======== TESTO DA ESAMINARE

21/04/2017

Eutanasia e aborto, il funerale della vita e dell’Italia

Mentre la Camera dei Deputati approva l’ennesima legge contro la vita – questa volta sull’eutanasia, sebbene mascherata con i nomi di “testamento biologico” e “D.A.T.” (Disposizioni Anticipate di Trattamento) -, nel silenzio più o meno generale delle gerarchie ecclesiastiche e dei movimenti loro soggetti, c’è un sacerdote che non ha paura di dire pane al pane e vino al vino.

Si tratta di Don Mario Fangio (nella foto in alto), un prete che potremmo definire di periferia, perché è parroco della chiesa di Santa Maria Assunta, nel piccolo paese di Carovilli, in provincia di Isernia.

================

▶ [COMPITO]: Ricopia parola per parola tutto l'articolo su eutanasia e aborto.

======== MATERIALE FORNITO

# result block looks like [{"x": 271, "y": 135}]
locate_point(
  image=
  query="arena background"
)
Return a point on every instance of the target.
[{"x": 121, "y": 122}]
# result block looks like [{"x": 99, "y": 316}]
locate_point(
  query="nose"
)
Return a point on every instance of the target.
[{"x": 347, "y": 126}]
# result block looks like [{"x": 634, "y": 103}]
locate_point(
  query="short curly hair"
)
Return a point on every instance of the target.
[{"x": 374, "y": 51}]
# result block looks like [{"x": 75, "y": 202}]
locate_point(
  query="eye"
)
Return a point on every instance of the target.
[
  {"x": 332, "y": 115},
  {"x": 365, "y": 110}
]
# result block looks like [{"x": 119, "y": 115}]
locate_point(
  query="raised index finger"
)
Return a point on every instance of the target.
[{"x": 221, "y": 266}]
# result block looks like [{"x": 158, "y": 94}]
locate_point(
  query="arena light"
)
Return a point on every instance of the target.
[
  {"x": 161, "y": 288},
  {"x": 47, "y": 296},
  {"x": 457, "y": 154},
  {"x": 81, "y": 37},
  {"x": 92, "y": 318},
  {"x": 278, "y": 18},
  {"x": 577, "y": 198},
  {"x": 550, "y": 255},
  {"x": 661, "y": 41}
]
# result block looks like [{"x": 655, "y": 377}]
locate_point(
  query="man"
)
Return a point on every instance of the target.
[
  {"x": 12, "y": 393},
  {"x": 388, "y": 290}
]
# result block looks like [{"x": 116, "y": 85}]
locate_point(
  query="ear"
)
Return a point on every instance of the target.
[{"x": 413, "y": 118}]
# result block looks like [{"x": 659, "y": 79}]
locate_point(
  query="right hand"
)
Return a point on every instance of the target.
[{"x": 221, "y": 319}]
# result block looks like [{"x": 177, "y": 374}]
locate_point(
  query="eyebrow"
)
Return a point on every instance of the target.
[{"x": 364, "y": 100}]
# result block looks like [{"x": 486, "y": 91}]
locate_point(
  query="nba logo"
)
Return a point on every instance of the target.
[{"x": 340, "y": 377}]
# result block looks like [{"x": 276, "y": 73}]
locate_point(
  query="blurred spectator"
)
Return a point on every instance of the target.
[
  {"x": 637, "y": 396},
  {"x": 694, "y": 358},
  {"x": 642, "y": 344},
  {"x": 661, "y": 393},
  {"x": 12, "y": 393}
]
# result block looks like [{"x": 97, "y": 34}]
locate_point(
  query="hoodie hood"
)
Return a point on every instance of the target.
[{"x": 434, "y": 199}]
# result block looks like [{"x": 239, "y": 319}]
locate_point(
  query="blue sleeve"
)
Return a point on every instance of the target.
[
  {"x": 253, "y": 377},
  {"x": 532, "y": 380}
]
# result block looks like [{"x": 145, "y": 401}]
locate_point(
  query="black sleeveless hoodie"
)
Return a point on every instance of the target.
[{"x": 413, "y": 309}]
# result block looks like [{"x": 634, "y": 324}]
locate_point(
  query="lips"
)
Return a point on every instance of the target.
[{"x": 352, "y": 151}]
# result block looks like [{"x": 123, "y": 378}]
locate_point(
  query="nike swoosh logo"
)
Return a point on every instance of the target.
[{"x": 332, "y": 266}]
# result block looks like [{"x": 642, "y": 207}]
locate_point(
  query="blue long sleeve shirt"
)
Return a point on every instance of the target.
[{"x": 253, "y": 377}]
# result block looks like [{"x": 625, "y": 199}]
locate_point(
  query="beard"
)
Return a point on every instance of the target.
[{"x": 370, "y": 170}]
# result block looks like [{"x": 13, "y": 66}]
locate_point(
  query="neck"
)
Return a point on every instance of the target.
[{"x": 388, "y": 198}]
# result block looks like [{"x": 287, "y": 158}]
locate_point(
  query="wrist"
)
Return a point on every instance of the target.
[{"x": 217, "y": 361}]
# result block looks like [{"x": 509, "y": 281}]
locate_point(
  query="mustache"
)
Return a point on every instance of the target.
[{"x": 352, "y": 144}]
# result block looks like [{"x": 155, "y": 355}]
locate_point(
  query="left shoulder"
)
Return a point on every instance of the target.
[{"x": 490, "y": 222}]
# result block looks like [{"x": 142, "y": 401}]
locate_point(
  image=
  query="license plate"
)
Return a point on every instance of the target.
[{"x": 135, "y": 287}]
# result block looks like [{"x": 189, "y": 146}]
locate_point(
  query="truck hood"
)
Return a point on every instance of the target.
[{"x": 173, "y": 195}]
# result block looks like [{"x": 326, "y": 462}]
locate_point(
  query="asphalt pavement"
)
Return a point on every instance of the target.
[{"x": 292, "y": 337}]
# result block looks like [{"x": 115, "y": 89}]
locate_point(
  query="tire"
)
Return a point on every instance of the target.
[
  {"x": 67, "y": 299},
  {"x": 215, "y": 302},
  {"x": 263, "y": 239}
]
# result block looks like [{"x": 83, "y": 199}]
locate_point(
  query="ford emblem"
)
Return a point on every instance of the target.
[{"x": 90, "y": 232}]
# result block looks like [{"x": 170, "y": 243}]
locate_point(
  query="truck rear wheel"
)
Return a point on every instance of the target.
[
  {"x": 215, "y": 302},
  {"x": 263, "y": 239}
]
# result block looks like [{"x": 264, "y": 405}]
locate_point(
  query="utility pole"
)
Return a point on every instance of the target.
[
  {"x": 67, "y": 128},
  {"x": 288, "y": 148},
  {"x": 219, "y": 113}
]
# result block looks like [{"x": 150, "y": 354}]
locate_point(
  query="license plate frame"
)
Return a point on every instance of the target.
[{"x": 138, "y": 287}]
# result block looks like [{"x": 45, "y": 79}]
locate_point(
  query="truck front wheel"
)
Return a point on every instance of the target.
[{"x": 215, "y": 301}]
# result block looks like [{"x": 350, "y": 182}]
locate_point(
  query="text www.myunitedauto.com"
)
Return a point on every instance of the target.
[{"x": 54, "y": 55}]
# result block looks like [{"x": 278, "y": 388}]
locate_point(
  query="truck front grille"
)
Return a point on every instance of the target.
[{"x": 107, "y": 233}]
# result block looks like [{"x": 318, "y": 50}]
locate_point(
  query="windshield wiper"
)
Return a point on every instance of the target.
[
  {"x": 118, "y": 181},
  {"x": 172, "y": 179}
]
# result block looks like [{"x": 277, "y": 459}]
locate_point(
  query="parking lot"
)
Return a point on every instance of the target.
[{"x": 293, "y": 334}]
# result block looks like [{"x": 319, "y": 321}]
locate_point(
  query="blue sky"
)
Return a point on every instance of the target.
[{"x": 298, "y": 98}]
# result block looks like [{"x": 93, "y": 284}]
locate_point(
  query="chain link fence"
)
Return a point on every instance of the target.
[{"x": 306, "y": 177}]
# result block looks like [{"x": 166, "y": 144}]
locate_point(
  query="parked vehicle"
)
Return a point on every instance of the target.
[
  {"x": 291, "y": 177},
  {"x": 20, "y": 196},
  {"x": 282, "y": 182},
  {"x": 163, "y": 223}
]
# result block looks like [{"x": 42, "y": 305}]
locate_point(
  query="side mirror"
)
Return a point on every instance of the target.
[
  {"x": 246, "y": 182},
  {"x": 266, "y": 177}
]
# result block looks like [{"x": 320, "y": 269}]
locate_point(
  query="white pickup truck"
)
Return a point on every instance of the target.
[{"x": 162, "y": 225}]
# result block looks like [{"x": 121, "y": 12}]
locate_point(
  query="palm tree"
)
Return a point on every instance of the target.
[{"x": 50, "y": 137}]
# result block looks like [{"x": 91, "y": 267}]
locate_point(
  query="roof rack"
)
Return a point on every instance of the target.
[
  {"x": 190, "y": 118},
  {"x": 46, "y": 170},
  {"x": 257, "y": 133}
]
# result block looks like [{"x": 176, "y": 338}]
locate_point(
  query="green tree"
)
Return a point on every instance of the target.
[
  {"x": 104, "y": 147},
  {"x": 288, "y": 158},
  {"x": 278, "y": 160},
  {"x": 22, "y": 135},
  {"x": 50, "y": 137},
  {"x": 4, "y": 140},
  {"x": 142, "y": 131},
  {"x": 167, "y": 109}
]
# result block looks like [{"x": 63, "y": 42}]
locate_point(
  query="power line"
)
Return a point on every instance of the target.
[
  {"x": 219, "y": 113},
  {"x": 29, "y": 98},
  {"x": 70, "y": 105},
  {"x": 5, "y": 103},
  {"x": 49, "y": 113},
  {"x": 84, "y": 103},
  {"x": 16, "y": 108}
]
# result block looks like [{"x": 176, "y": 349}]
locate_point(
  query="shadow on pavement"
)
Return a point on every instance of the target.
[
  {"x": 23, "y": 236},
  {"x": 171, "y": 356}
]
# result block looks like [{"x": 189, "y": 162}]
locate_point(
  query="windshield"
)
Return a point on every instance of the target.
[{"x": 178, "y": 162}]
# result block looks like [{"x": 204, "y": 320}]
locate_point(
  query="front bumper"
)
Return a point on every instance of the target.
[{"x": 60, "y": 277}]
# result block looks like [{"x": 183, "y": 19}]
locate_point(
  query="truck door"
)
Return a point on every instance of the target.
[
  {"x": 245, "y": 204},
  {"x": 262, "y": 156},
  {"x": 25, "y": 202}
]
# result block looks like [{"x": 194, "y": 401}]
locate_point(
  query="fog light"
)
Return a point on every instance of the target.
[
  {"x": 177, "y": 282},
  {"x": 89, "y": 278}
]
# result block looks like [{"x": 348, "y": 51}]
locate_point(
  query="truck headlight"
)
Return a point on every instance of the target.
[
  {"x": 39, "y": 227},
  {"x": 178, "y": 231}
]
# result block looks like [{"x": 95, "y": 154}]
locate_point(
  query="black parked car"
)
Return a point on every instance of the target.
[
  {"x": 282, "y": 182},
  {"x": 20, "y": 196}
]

================

▶ [SOLUZIONE SVOLTA]:
21/04/2017

Eutanasia e aborto, il funerale della vita e dell’Italia

Mentre la Camera dei Deputati approva l’ennesima legge contro la vita – questa volta sull’eutanasia, sebbene mascherata con i nomi di “testamento biologico” e “D.A.T.” (Disposizioni Anticipate di Trattamento) -, nel silenzio più o meno generale delle gerarchie ecclesiastiche e dei movimenti loro soggetti, c’è un sacerdote che non ha paura di dire pane al pane e vino al vino.

Si tratta di Don Mario Fangio (nella foto in alto), un prete che potremmo definire di periferia, perché è parroco della chiesa di Santa Maria Assunta, nel piccolo paese di Carovilli, in provincia di Isernia.